Problem requirements: Reproduce each of the rows below verbatim, omitting the pictures from your answer.

Stored rows:
BEGIN

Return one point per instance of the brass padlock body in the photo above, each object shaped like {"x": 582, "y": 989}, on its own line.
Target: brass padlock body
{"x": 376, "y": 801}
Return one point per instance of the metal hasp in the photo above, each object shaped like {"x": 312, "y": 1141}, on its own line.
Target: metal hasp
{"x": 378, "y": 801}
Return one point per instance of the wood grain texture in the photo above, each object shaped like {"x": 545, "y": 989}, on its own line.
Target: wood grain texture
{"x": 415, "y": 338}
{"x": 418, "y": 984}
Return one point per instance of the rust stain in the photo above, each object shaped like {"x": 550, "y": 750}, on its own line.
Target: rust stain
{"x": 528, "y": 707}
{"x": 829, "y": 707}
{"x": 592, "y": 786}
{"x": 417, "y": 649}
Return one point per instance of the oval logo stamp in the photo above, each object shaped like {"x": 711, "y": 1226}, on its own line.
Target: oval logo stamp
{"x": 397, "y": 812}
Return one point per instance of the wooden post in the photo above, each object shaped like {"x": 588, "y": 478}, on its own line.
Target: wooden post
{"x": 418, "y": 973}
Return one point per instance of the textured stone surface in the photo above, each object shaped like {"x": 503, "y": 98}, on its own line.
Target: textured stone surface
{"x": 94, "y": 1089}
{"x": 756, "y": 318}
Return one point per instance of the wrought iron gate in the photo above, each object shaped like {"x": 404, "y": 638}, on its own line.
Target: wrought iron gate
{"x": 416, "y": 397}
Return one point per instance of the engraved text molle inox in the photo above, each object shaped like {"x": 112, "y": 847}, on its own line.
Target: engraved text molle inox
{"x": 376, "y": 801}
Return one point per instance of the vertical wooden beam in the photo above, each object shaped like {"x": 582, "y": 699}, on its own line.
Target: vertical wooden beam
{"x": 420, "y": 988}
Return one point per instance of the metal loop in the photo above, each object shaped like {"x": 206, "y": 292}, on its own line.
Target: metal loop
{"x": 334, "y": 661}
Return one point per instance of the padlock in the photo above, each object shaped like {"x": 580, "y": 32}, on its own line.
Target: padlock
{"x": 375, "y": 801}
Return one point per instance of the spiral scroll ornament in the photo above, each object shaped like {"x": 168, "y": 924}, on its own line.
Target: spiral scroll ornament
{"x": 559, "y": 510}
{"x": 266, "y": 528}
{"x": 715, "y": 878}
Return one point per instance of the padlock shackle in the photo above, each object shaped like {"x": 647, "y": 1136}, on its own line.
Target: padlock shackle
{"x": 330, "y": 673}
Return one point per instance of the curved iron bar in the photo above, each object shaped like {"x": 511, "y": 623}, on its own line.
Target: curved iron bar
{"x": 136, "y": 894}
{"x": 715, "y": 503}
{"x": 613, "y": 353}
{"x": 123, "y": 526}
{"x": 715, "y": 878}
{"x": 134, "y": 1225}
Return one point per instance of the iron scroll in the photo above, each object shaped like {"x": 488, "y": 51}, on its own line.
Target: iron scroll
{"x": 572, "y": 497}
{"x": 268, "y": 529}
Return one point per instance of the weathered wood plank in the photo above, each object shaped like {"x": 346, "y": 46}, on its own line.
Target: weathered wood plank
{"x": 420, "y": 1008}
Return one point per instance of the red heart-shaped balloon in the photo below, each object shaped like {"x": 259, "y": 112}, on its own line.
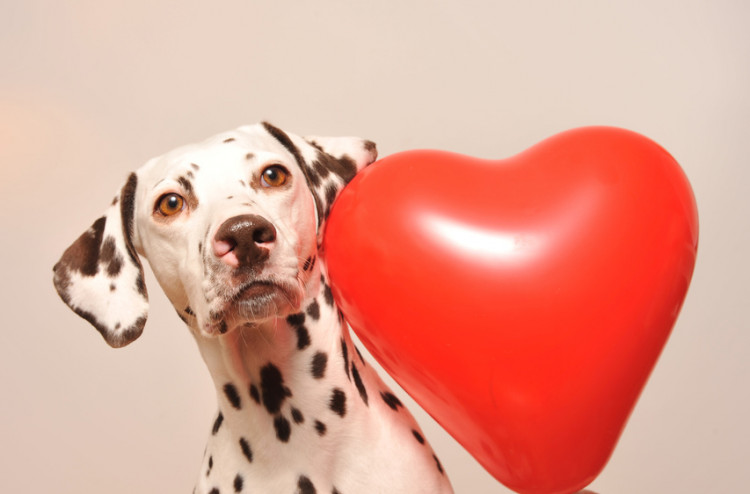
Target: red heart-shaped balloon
{"x": 522, "y": 302}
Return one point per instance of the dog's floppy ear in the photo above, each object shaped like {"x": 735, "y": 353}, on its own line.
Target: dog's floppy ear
{"x": 329, "y": 163}
{"x": 100, "y": 275}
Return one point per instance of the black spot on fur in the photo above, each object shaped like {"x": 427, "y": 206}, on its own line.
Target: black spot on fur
{"x": 337, "y": 402}
{"x": 358, "y": 382}
{"x": 246, "y": 451}
{"x": 110, "y": 258}
{"x": 305, "y": 486}
{"x": 345, "y": 354}
{"x": 313, "y": 310}
{"x": 283, "y": 428}
{"x": 254, "y": 393}
{"x": 361, "y": 359}
{"x": 127, "y": 210}
{"x": 437, "y": 462}
{"x": 273, "y": 390}
{"x": 320, "y": 427}
{"x": 297, "y": 319}
{"x": 83, "y": 255}
{"x": 391, "y": 400}
{"x": 332, "y": 191}
{"x": 319, "y": 364}
{"x": 418, "y": 436}
{"x": 234, "y": 398}
{"x": 308, "y": 263}
{"x": 217, "y": 423}
{"x": 297, "y": 416}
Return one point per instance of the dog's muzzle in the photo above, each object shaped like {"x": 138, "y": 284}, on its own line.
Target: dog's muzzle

END

Correct answer:
Return one point per instance of the brass padlock body in the photo above, each object shaped like {"x": 582, "y": 989}, on its own line.
Target: brass padlock body
{"x": 376, "y": 801}
Return one point per instance of the metal hasp in the photo above, each object shaped like {"x": 312, "y": 1141}, on its own line.
Target: metal hasp
{"x": 378, "y": 801}
Return one point per instance of the wood grain texture in the photo above, each object shaped like {"x": 545, "y": 989}, on its own line.
Target: wood grain texture
{"x": 415, "y": 338}
{"x": 418, "y": 984}
Return one point per instance of the rust stain in the photo above, each object shaped like {"x": 550, "y": 750}, on its own line.
Target: rust stain
{"x": 528, "y": 707}
{"x": 829, "y": 707}
{"x": 592, "y": 786}
{"x": 417, "y": 649}
Return one point per instance of the oval logo stamp in the photo above, each object shaped like {"x": 711, "y": 1226}, on its own line.
Target: oval logo stamp
{"x": 397, "y": 812}
Return one point per instance of the wooden post in the photo above, each object shaped like {"x": 588, "y": 478}, on its own line.
Target: wooden post
{"x": 418, "y": 973}
Return one point per instance of the textured stone surface in the photo above, each object shaped like {"x": 503, "y": 98}, on its own line.
Target: textured stone surface
{"x": 94, "y": 1089}
{"x": 756, "y": 318}
Return one point per instance of the wrought iron gate in the photo above, each object shaped like {"x": 404, "y": 638}, on its own line.
Target: wrought iron gate
{"x": 416, "y": 397}
Return one point per instance of the engraved text molle inox in the photo above, each object shaped like {"x": 112, "y": 847}, on its own line.
Target: engraved text molle inox
{"x": 376, "y": 801}
Return one point per instance of the vertical wooden beam in the photo above, each object shaped like {"x": 582, "y": 699}, on its own line.
Target: vertical wooden beam
{"x": 420, "y": 988}
Return one point per instance of the metal loop in the photo above, each object shaped like {"x": 206, "y": 292}, on its own line.
Target: metal loop
{"x": 334, "y": 661}
Return one point per instance of the padlock in the photo above, each object shaped like {"x": 580, "y": 32}, on its own line.
Target: padlock
{"x": 375, "y": 801}
Return one point per instance of the spiral scroll ornament in the photo above, each object shaped like {"x": 168, "y": 924}, on its own line.
Target: spiral scroll ornament
{"x": 559, "y": 510}
{"x": 266, "y": 528}
{"x": 715, "y": 878}
Return one point per instance of the padlock shackle in the photo above, each object shaped like {"x": 647, "y": 1136}, on its own line.
Target: padlock shackle
{"x": 330, "y": 673}
Return one point per instance of the curved iron bar in the photo above, each object shaped like {"x": 511, "y": 623}, on its own line.
Target: curved iron bar
{"x": 136, "y": 894}
{"x": 715, "y": 503}
{"x": 613, "y": 353}
{"x": 123, "y": 526}
{"x": 715, "y": 878}
{"x": 134, "y": 1225}
Return one point per instance of the iron scroll in the photo above, each object shaped like {"x": 488, "y": 51}, on its own line.
Target: iron scroll
{"x": 572, "y": 497}
{"x": 268, "y": 529}
Return one point per instance of the weathered wood plank in the photo above, each object shaped like {"x": 346, "y": 46}, on its own line.
Target: weathered wood plank
{"x": 420, "y": 1008}
Return one point per instance of the red heart-shaped balloon in the photo below, each object shaped like {"x": 259, "y": 112}, on its own line.
Target: red heart-shaped balloon
{"x": 522, "y": 302}
Return one point per instance of the dog's floppy ear in the photo above, each object shaped like {"x": 735, "y": 353}, on its own line.
Target: dog's floppy ear
{"x": 329, "y": 163}
{"x": 100, "y": 275}
Return one point per instance of the black spot on fur in the photo above, each object shaped like {"x": 427, "y": 206}, on its own line.
Target: black spot on fur
{"x": 337, "y": 402}
{"x": 358, "y": 382}
{"x": 246, "y": 451}
{"x": 110, "y": 258}
{"x": 305, "y": 486}
{"x": 345, "y": 354}
{"x": 313, "y": 310}
{"x": 283, "y": 428}
{"x": 254, "y": 393}
{"x": 361, "y": 359}
{"x": 127, "y": 210}
{"x": 437, "y": 462}
{"x": 273, "y": 390}
{"x": 320, "y": 427}
{"x": 297, "y": 319}
{"x": 83, "y": 255}
{"x": 391, "y": 400}
{"x": 332, "y": 191}
{"x": 319, "y": 364}
{"x": 418, "y": 436}
{"x": 234, "y": 398}
{"x": 308, "y": 263}
{"x": 217, "y": 423}
{"x": 297, "y": 416}
Return one point per instance of the dog's muzzle in the photo above, each object shaped like {"x": 138, "y": 284}, on its own line.
Target: dog's muzzle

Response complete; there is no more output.